Directions for this task: Only the pictures stay out; every record is to be quoted exactly.

Location identification entries
────────────────

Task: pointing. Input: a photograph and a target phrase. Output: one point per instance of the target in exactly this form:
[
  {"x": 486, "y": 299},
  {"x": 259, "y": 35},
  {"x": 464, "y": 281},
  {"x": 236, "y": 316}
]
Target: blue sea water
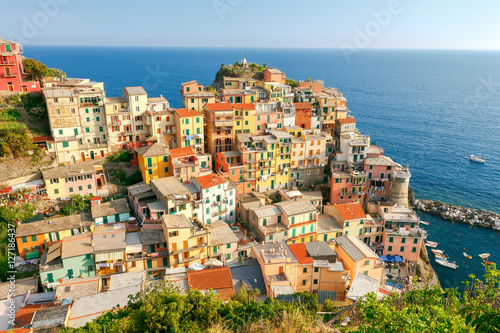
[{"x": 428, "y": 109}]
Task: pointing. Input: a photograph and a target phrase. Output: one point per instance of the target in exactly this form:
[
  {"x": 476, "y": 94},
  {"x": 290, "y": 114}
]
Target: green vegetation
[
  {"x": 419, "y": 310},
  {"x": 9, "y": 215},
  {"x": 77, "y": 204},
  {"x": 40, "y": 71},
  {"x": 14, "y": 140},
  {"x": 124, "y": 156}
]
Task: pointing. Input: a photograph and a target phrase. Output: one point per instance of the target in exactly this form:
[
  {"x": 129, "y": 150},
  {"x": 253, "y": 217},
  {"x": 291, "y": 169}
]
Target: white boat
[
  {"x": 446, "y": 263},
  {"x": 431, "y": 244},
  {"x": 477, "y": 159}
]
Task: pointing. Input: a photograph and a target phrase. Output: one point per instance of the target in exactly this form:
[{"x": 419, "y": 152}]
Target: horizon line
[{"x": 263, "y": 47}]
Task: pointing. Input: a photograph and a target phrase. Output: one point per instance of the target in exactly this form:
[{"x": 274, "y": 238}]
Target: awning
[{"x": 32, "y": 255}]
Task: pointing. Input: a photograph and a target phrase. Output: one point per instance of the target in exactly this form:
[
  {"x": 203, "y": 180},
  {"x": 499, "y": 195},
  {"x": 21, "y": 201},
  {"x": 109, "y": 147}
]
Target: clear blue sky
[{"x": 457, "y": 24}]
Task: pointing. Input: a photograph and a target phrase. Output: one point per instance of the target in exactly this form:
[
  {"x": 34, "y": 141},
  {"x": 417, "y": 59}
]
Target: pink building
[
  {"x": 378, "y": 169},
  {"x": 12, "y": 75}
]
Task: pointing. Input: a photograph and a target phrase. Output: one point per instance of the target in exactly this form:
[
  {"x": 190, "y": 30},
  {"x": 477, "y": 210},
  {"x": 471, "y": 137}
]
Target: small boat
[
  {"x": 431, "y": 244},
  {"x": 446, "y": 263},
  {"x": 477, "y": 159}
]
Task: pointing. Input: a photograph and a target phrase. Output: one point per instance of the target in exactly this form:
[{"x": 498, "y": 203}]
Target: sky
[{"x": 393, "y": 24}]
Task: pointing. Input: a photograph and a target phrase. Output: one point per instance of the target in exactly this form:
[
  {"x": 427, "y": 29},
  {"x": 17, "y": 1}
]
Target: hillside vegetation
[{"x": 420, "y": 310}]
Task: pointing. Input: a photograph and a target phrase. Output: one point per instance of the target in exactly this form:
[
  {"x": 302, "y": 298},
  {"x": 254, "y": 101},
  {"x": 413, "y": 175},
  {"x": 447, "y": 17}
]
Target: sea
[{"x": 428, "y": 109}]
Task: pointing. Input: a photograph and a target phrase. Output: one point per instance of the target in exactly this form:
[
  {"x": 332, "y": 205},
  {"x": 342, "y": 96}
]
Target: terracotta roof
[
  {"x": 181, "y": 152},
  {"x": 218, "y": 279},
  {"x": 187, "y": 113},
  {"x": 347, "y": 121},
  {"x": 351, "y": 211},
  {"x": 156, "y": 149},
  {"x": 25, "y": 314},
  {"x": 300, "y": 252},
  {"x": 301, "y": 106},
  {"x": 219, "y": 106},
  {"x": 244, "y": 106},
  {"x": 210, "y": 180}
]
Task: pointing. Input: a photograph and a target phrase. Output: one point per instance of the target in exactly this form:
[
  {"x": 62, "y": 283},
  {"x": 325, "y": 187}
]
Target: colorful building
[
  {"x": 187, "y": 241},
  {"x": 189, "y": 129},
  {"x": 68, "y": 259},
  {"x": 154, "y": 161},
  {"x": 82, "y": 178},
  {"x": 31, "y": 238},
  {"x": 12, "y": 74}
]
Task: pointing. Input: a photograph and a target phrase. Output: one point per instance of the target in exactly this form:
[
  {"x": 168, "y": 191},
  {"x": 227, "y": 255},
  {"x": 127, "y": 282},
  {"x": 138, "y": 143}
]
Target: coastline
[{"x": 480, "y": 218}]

────────────────

Exercise solution:
Task: pointing. Input: a photograph and a target phrase. Output: one point per instance of the target in exactly this form:
[
  {"x": 486, "y": 299},
  {"x": 259, "y": 35},
  {"x": 464, "y": 281},
  {"x": 236, "y": 316}
]
Target: blue sea water
[{"x": 428, "y": 109}]
Task: pointing. Input: a photograph and a target phrase. Output: one point per instance of the target in exactly this form:
[
  {"x": 476, "y": 94},
  {"x": 290, "y": 114}
]
Target: green vegetation
[
  {"x": 419, "y": 310},
  {"x": 9, "y": 215},
  {"x": 77, "y": 204},
  {"x": 40, "y": 71},
  {"x": 14, "y": 140},
  {"x": 124, "y": 156}
]
Task: pointing. Input: a photograph and a target phrase. Output: one point per instance of the target in exactly this form:
[
  {"x": 129, "y": 150},
  {"x": 253, "y": 217},
  {"x": 291, "y": 169}
]
Target: white boat
[
  {"x": 446, "y": 263},
  {"x": 431, "y": 244},
  {"x": 477, "y": 159}
]
Task: pointing. Input: a photograph and a target phrase. Output: one point per instance of the target in exactly this form:
[{"x": 419, "y": 152}]
Target: horizon line
[{"x": 263, "y": 47}]
Task: pointing. Input: a photograph and a target phrase. Output: one point per instance of the target in exactly this form:
[{"x": 274, "y": 238}]
Target: awning
[{"x": 32, "y": 255}]
Task: pointing. Input: a photograph and a target phrase. Output: one point per instance of the target in exactly this form:
[
  {"x": 203, "y": 180},
  {"x": 499, "y": 195},
  {"x": 21, "y": 201},
  {"x": 109, "y": 147}
]
Target: clear blue sky
[{"x": 457, "y": 24}]
Task: pointing. Input: a photograph and a target phrase. Output: one point per instance of the target in exactly this form:
[
  {"x": 34, "y": 141},
  {"x": 417, "y": 59}
]
Target: pink building
[
  {"x": 378, "y": 169},
  {"x": 12, "y": 75}
]
Task: pointing. Input: a photograph and a target phrase. Output: one point per instance of the target in exactly this form:
[
  {"x": 190, "y": 30},
  {"x": 477, "y": 210},
  {"x": 471, "y": 137}
]
Target: small boat
[
  {"x": 431, "y": 244},
  {"x": 446, "y": 263},
  {"x": 477, "y": 159}
]
Task: pointing. Input: a photograph and a target phrase. Output: one point per instance of the target in exactly this form:
[{"x": 498, "y": 203}]
Target: sky
[{"x": 393, "y": 24}]
Task: pointing. Input: a photograph and a target phrase. Output: one point per instance of the target in exactly this form:
[
  {"x": 427, "y": 29},
  {"x": 17, "y": 1}
]
Target: hillside vegetation
[{"x": 420, "y": 310}]
Task: pointing. Input: a photograph and a target phrase. Output: one point per instance of the target in exactly this form:
[
  {"x": 302, "y": 298},
  {"x": 254, "y": 101},
  {"x": 413, "y": 175},
  {"x": 447, "y": 17}
]
Target: sea
[{"x": 428, "y": 109}]
Task: pointing. Input: a photograph and a target phrase. Output: one point per instance of the target in exactly this form:
[
  {"x": 332, "y": 205},
  {"x": 342, "y": 96}
]
Target: terracotta roof
[
  {"x": 181, "y": 152},
  {"x": 218, "y": 279},
  {"x": 187, "y": 113},
  {"x": 347, "y": 121},
  {"x": 351, "y": 211},
  {"x": 156, "y": 149},
  {"x": 25, "y": 314},
  {"x": 300, "y": 252},
  {"x": 301, "y": 106},
  {"x": 219, "y": 106},
  {"x": 244, "y": 106},
  {"x": 210, "y": 180}
]
Task: pointing. Input: a photograph and a target phrase. Output: one point per instance of the target in exactly this form:
[
  {"x": 62, "y": 283},
  {"x": 325, "y": 187}
]
Target: colorful building
[
  {"x": 187, "y": 241},
  {"x": 189, "y": 129},
  {"x": 68, "y": 259},
  {"x": 154, "y": 161},
  {"x": 82, "y": 178},
  {"x": 31, "y": 238},
  {"x": 12, "y": 74}
]
Task: pointing. Input: a photograph and a target phrase. Output: one point per instance of the target in exactly this form:
[
  {"x": 168, "y": 191},
  {"x": 227, "y": 255},
  {"x": 127, "y": 282},
  {"x": 138, "y": 143}
]
Target: coastline
[{"x": 480, "y": 218}]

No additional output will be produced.